Let the answer be the lines from the one with "Wildlife-count tagging: point out every instance of the sneaker" to the end of the entries, copied exactly with both boundary lines kept.

* _Extracted entries_:
⟨
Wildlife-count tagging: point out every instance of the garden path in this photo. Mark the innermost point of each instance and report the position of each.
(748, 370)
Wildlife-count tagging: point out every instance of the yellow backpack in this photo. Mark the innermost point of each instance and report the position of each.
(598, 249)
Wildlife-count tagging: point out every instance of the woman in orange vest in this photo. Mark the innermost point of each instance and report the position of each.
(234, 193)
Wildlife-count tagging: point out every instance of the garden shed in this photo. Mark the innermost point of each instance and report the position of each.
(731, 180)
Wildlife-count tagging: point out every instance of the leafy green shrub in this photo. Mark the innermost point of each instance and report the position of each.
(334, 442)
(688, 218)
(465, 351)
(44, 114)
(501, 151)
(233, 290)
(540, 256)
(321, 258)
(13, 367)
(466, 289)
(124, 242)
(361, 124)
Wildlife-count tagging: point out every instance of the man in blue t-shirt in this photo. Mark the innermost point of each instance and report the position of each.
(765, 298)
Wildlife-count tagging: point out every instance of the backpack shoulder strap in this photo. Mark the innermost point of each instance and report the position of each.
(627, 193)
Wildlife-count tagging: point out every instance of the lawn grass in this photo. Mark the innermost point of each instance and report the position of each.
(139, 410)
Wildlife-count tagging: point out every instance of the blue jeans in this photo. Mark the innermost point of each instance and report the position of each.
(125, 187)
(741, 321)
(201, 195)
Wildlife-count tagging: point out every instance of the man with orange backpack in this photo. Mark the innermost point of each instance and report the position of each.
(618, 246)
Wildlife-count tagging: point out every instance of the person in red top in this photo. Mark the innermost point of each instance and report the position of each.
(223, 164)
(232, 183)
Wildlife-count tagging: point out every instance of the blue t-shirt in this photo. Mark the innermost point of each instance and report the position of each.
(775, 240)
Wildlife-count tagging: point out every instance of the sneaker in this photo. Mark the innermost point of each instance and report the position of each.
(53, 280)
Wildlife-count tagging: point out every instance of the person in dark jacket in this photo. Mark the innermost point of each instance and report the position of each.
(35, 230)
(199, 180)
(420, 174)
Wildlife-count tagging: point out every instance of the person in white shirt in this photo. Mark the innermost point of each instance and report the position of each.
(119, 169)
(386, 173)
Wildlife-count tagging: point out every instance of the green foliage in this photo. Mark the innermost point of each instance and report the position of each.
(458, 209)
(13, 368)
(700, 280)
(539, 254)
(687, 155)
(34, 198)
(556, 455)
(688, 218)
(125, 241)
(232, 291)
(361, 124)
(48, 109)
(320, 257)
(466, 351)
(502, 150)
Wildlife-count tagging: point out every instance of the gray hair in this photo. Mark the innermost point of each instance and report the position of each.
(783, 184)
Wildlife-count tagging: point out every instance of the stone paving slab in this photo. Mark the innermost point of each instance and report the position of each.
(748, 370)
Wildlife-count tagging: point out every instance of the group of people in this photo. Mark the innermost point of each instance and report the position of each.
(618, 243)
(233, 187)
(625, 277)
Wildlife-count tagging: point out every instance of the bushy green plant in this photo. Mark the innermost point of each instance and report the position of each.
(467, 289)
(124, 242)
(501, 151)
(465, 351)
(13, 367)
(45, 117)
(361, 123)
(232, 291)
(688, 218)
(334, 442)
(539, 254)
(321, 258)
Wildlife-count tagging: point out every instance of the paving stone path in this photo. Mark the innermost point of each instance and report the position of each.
⟩
* _Answer_:
Wildlife-count tagging: point out every instance of the sneaker in this photo. Mark the innermost point of each instance and report the position of each.
(53, 280)
Wildlife-count tagging: point out every instance of the person in dark jacket in this photo. Mark the innermost point of each instance and report the position of each.
(35, 230)
(199, 180)
(420, 174)
Wildlife-count tagging: point out every instance of the person in white shirt in this photo. Mark the innermost point of each instance and report the position of each.
(119, 169)
(386, 173)
Wildlife-count tagging: point out every instance of the green foliage in this photo. Mark the innermost point of each instance and report the position of each.
(458, 209)
(13, 368)
(700, 280)
(539, 254)
(687, 155)
(34, 198)
(556, 455)
(688, 218)
(125, 241)
(232, 291)
(361, 124)
(48, 109)
(320, 257)
(466, 351)
(502, 150)
Wildlife-count tagging: point out every instance of the gray hair in this photo. Mark the innermost point of each instance and report the position of each.
(783, 184)
Wildlife-count tagging: point out every instance of the stone paving slab in this photo. Mark the innermost point of each instance and report the position of each.
(748, 370)
Wildlife-count tagging: point out every instance of the group of people in this photo. Mark the innermost point of each instance and report the position of each.
(618, 243)
(233, 187)
(625, 277)
Wildlife-count tagging: point out every instance of the bushy green plant in this photo. Mark the innermost point of each instance and report the position of each.
(467, 289)
(124, 242)
(501, 151)
(465, 351)
(13, 367)
(45, 117)
(361, 123)
(232, 291)
(688, 218)
(334, 442)
(539, 254)
(321, 258)
Wildlife-count tagging: point out every instance of the paving stone path in this photo. Mark the innermost point of each instance and report the position of each.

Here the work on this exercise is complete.